_Input material:_
⁂

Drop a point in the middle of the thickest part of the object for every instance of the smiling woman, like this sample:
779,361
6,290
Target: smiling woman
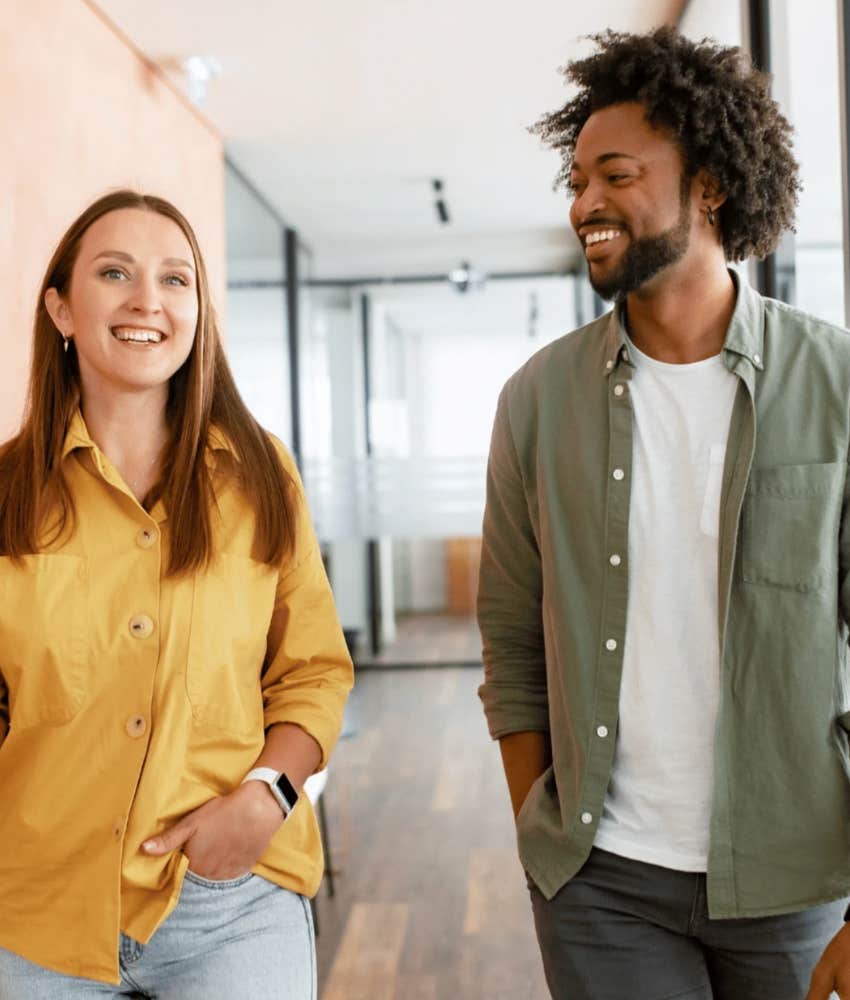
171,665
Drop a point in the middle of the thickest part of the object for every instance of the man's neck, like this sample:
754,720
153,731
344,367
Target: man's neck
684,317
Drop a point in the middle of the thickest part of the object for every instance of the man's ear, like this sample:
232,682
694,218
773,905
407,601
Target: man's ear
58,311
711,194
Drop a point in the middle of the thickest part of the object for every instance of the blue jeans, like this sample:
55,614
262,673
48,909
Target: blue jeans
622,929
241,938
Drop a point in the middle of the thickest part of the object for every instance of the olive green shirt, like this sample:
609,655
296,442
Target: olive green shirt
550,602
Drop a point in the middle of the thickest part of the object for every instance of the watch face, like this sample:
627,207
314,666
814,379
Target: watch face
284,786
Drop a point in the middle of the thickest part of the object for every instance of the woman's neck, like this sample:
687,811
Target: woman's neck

⁂

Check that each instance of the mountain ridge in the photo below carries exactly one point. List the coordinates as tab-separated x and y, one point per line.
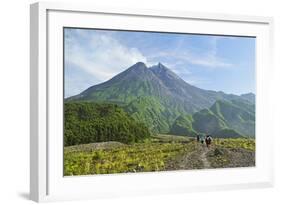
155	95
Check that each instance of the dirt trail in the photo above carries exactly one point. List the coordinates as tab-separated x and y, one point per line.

⁂

_Job:_ Arrange the lines of the records, from the line containing "of the watch" through the line containing "Target: woman's neck", as a Markdown table with the columns Row and Line. Number each row and omit blank lines.

_Output of the exercise:_
| Row | Line |
|---|---|
| 1 | Drop a point in the middle of the thickest part of the object for every instance of the watch face, like this sample: |
| 2 | 627,207 |
| 3 | 314,666 |
| 4 | 814,379 |
| 5 | Target: watch face |
| 6 | 284,786 |
| 7 | Drop a point in the middle of the thickest part of the object for every instance of the woman's neck, like this sample: |
| 8 | 687,811 |
| 9 | Target: woman's neck |